Quoted passage:
-
In software engineering, a design pattern is a general repeatable solution to a commonly occurring problem in software design.
-
A design pattern isn't a finished design that can be transformed directly into code.
-
It is a description or template for how to solve a problem that can be used in many different situations.
In software engineering, creational design patterns are design patterns that deal with object creation mechanisms, trying to create objects in a manner suitable to the situation. The basic form of object creation could result in design problems or added complexity to the design.
-
Creational design patterns solve this problem by somehow controlling this object creation.
-
Creational design patterns are composed of two dominant ideas.
- One is encapsulating knowledge about which concrete classes the system use.
- Another is hiding how instances of these concrete classes are created and combined.

Recorded information:
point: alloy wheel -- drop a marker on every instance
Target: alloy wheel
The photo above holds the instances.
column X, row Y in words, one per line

Tasks to perform:
1) In the design patterns passage, what do creational design patterns deal with?
2) Extract the wording of the design patterns passage from "In software engineering, creational" up to and including "created and combined.".
The listing has no role in this work.

Answer list:
1) They deal with object creation mechanisms.

2)
In software engineering, creational design patterns are design patterns that deal with object creation mechanisms, trying to create objects in a manner suitable to the situation. The basic form of object creation could result in design problems or added complexity to the design.
-
Creational design patterns solve this problem by somehow controlling this object creation.
-
Creational design patterns are composed of two dominant ideas.
- One is encapsulating knowledge about which concrete classes the system use.
- Another is hiding how instances of these concrete classes are created and combined.